[Passage]:
= Beginning of Section =

The catchall measure also includes $16 billion for state governments to avert layoffs, farm disaster aid, $1 billion for a youth summer jobs initiative and an extension of a bond program that subsidizes interest costs for state and local infrastructure projects. It would levy a new tax on investment fund managers but extend tax breaks such as lucrative credits that help businesses finance research and develop new products, and a sales tax deduction that mainly helps people in states without income taxes.
The death of the measure would mean that more than 200,000 people a week would lose their jobless benefits because they would be unable to reapply for additional tiers of benefits enacted since 2008. People seeking the popular homebuyer tax credit would be denied a paperwork extension approved by the Senate last week.
"This is a bill that would remedy serious challenges that American families face as a result of this Great Recession," said Max Baucus, D-Mont., the chief author of the bill. "This is a bill that works to build a stronger economy. This is a bill to put Americans back to work."
And doctors are livid about a 21 percent cut in their Medicare payments imposed last week; the bill would have afforded them a six-month reprieve from the cuts. Speaker Nancy Pelosi, D-Calif., Thursday dropped her demand that the Medicare fee fix be part of the broader measure.

= End of Section =

Do these statements agree with the passage on the bill? Answer yes or no for each, and quote the words from the passage that decide it. (a) The bill includes $1 billion for a youth summer jobs initiative. (b) The bill would have given doctors a one-year reprieve from the Medicare payment cuts. (c) The bill would cut taxes for investment fund managers. Rely only on the text above, with no outside knowledge.

[Extracted entries]:
= Beginning of Section =

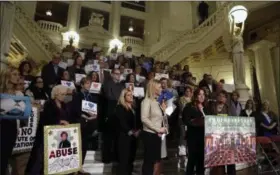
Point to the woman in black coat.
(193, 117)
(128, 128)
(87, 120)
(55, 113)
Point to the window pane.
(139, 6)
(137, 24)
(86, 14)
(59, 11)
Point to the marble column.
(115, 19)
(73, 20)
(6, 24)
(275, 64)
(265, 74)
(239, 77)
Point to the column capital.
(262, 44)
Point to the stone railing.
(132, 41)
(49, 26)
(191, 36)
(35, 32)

= End of Section =
= Beginning of Section =

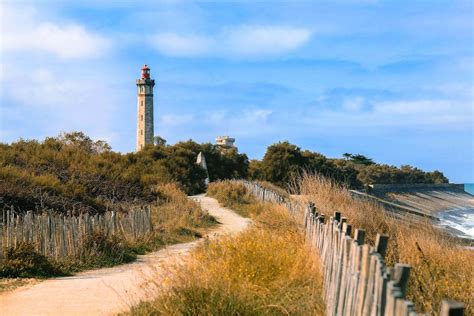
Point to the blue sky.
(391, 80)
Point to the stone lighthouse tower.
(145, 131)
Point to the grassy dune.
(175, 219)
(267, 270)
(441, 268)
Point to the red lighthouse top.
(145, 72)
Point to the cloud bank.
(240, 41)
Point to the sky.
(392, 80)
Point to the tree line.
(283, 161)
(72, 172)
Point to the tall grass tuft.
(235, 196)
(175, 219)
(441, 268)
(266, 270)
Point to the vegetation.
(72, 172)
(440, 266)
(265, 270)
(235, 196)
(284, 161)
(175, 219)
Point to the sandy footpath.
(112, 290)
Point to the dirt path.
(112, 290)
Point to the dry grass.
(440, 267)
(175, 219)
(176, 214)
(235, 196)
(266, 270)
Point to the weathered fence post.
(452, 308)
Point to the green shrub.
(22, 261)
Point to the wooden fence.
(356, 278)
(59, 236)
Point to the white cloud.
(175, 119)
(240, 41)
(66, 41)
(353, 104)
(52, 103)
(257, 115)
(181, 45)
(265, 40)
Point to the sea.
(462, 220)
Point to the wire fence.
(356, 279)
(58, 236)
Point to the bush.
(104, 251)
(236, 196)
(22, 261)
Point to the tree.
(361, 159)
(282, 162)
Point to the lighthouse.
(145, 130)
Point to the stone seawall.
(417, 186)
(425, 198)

= End of Section =
= Beginning of Section =

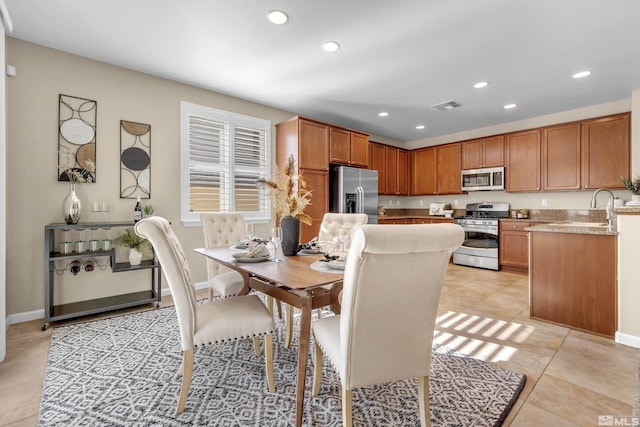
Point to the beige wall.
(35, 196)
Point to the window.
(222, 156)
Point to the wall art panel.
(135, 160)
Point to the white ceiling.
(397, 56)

= End of Section =

[Result]:
(a) Yes: "$1 billion for a youth summer jobs initiative"
(b) No: "the bill would have afforded them a six-month reprieve from the cuts"
(c) No: "It would levy a new tax on investment fund managers"